**Written exercise:** Leave out every picture, then transcribe the rest of the listing exactly.

============================================================

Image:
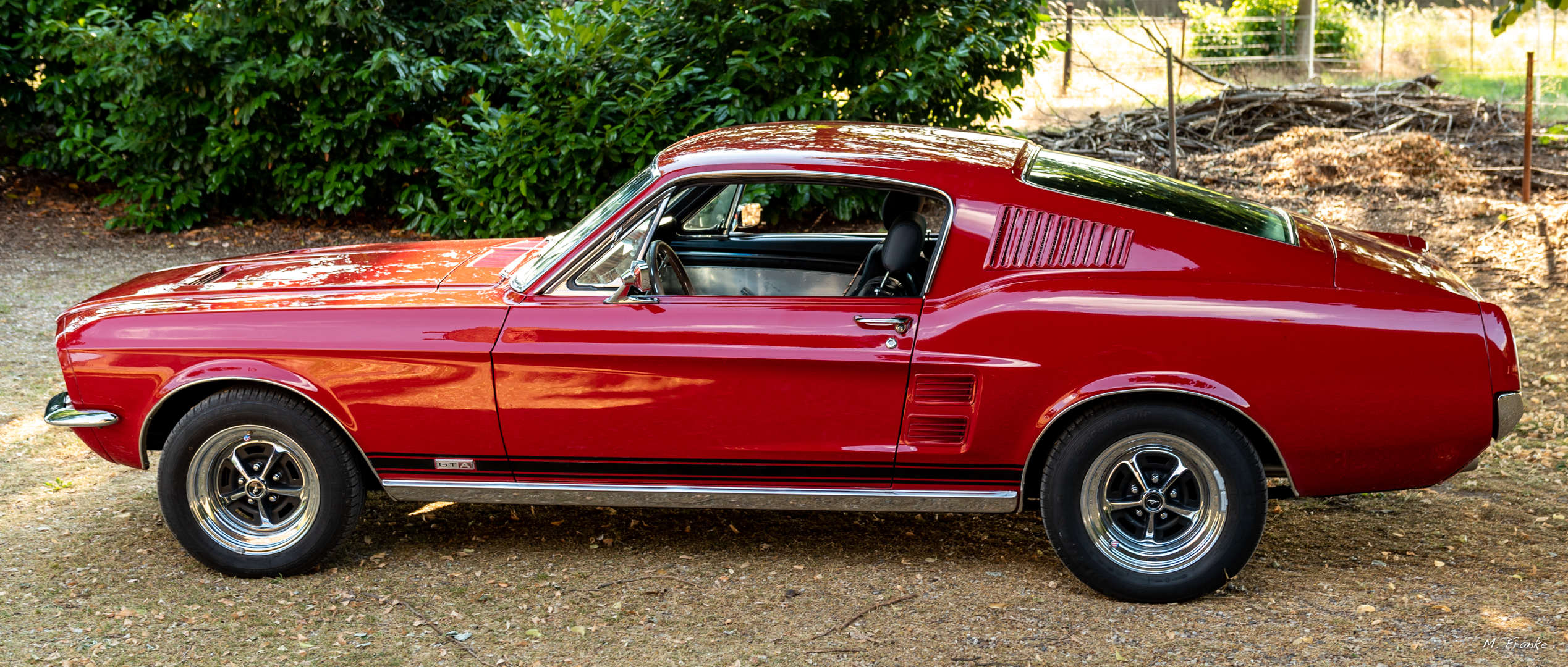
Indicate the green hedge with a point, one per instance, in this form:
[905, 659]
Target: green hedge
[469, 118]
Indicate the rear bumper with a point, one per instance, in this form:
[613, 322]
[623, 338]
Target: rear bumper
[60, 413]
[1507, 414]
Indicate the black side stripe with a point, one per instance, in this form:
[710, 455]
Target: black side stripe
[701, 470]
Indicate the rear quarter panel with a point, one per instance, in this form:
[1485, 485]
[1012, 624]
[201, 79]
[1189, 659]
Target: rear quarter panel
[1360, 390]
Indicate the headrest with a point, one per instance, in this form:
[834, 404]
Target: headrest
[902, 246]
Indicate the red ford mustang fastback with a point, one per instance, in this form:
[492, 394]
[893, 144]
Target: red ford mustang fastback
[839, 317]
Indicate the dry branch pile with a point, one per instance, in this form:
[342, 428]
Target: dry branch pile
[1244, 116]
[1319, 159]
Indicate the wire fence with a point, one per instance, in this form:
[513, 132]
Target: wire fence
[1119, 62]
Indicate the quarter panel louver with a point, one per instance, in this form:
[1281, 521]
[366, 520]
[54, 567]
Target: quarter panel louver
[1038, 240]
[929, 429]
[944, 390]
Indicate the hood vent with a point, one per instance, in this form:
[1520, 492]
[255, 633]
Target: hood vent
[1038, 240]
[944, 390]
[929, 429]
[211, 276]
[498, 258]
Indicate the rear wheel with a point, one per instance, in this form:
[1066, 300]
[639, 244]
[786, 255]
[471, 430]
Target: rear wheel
[1153, 501]
[256, 483]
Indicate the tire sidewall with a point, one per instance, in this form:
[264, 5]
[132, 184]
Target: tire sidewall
[1064, 483]
[229, 409]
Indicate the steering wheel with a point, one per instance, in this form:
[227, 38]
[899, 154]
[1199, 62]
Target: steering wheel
[669, 271]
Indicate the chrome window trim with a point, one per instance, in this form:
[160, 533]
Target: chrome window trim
[1045, 448]
[1295, 240]
[574, 256]
[571, 285]
[638, 495]
[146, 422]
[570, 264]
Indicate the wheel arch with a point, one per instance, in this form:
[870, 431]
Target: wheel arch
[174, 405]
[1263, 443]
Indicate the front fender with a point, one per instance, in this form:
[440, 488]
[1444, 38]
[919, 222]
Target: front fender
[145, 422]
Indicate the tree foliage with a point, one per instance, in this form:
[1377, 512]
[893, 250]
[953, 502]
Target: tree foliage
[1511, 12]
[471, 118]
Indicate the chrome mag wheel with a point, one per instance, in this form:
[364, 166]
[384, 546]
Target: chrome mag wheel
[1153, 503]
[253, 490]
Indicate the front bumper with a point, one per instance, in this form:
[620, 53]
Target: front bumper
[60, 413]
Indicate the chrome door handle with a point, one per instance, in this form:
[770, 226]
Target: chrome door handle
[899, 325]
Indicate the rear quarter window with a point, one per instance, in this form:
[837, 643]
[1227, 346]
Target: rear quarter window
[1116, 183]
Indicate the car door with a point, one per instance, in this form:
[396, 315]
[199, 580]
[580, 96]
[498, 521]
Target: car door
[736, 389]
[705, 390]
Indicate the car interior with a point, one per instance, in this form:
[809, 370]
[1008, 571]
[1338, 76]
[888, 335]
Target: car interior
[777, 240]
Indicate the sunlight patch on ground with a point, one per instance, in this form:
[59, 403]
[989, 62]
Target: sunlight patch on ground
[428, 508]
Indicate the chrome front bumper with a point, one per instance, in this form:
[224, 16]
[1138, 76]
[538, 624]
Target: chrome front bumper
[60, 413]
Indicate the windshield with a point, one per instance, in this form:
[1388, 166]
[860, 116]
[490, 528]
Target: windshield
[1096, 179]
[560, 243]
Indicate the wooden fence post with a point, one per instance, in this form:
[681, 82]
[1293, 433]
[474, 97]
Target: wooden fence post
[1529, 119]
[1067, 57]
[1170, 107]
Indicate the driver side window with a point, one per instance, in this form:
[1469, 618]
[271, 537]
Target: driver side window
[617, 261]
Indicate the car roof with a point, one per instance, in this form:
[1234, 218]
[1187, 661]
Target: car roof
[855, 146]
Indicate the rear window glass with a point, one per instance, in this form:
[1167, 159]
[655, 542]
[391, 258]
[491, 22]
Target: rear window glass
[1098, 179]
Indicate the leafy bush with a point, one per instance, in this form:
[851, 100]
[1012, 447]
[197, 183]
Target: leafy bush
[479, 118]
[1275, 36]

============================================================

**Answer to this task:**
Image:
Indicate the green hedge with a point, one per instance, in this form:
[905, 659]
Target: green hedge
[469, 118]
Indicate the rear bumper with a point, one per instance, in this form:
[613, 322]
[623, 338]
Target: rear bumper
[60, 413]
[1507, 414]
Indicate the black side stripe with a point, one per instance, in this form:
[710, 455]
Target: black side stripe
[701, 470]
Indicate the rear quarter panel with a point, one per instance, in this form:
[1485, 485]
[1012, 624]
[201, 79]
[1189, 659]
Target: rear quarter panel
[1360, 390]
Indicate the headrest with a point, one per instance, in this form:
[834, 404]
Target: headrest
[902, 246]
Indicate the red ford mustang fastback with a point, one per instance, in this form:
[492, 394]
[893, 144]
Target: red ford mustang fastback
[839, 317]
Indicate the dry branch pile with a point, one per instance, in this form:
[342, 428]
Target: dry branch pile
[1244, 116]
[1319, 159]
Indicate the wire fence with a point, one per instance, in this form:
[513, 132]
Target: wire fence
[1119, 62]
Indicate the quarter panel louver with a point, one per instance, in this form:
[1281, 521]
[366, 520]
[54, 567]
Target: quarter panel louver
[1038, 240]
[929, 429]
[944, 390]
Indicate the hood vent with a point, one per instance, in this form:
[1520, 492]
[255, 633]
Target: hood vent
[1038, 240]
[944, 390]
[929, 429]
[211, 276]
[498, 258]
Indicate the rear wheel with a point, one per instance, in this form:
[1066, 300]
[639, 244]
[786, 255]
[471, 430]
Target: rear wheel
[1153, 501]
[256, 483]
Indicate the tire sidewall with a point, one per instance, in this form:
[264, 5]
[132, 184]
Target: tire sidewall
[1064, 483]
[229, 409]
Indicate the steering wheel with a point, one per instance, in this form:
[227, 38]
[899, 154]
[1199, 62]
Target: steering wheel
[669, 271]
Indicate the chrome window trim with a point, one per instance, in this form:
[160, 533]
Target: chrome window trim
[1045, 448]
[1295, 240]
[574, 256]
[571, 285]
[638, 495]
[146, 422]
[570, 264]
Indicate the wheel arch with a point, one per instance, in this form:
[870, 431]
Target: wheel arch
[174, 405]
[1263, 443]
Indicate the front fender with a point, one per instance, in this form:
[440, 488]
[1444, 38]
[919, 222]
Target: front fender
[145, 422]
Indicate the tree foliage with a point, one per instance, in this form:
[1377, 512]
[893, 250]
[953, 502]
Target: tree foliage
[1511, 12]
[471, 118]
Indicate the chrome mag wheel with a point, one per instance, in this form:
[364, 166]
[384, 546]
Target: chrome mag wheel
[1153, 503]
[253, 490]
Indicate the front bumper with a point, one per instance, in this form:
[620, 53]
Target: front bumper
[60, 413]
Indicate the chrome door handle with a point, one per instance, in this form:
[770, 226]
Target: chrome door handle
[899, 325]
Indicate the rear quarter window with a point, one per instance, in this form:
[837, 643]
[1227, 346]
Target: rear quarter window
[1116, 183]
Indicate the car door with a point, one per instance, in this form:
[396, 315]
[199, 580]
[580, 96]
[498, 521]
Target: car door
[736, 389]
[705, 390]
Indicate the car interior with a point, one per instance, in this form:
[809, 370]
[1008, 571]
[1338, 76]
[888, 335]
Target: car interior
[777, 240]
Indicate the sunlight patch on ground with a point, one per instance, in this form:
[59, 403]
[989, 62]
Target: sunlight patch on ground
[428, 508]
Indicate the chrome front bumper with a point, one per instance, in this form:
[224, 16]
[1138, 76]
[538, 624]
Target: chrome front bumper
[60, 413]
Indicate the windshield with a point, one per instance, in this form:
[1388, 166]
[860, 116]
[490, 528]
Target: windshield
[1096, 179]
[560, 243]
Indicate the wooden fence post with a point, one per instance, in this form:
[681, 82]
[1293, 433]
[474, 97]
Target: wooden fence post
[1529, 119]
[1067, 57]
[1170, 107]
Indicate the driver side window with a point, one per instance, in this form:
[1469, 618]
[271, 537]
Target: driver side window
[617, 261]
Indicate the car roof with a point, one per instance, in this form:
[1234, 218]
[1187, 661]
Target: car roof
[855, 146]
Indicate the rear window glass with a point, one per instance, in this form:
[1167, 159]
[655, 542]
[391, 258]
[491, 22]
Target: rear window glass
[1098, 179]
Indicate the leafy bush with a point, one per instance, in this form:
[851, 100]
[1012, 447]
[197, 183]
Target: leafy bush
[479, 118]
[1275, 36]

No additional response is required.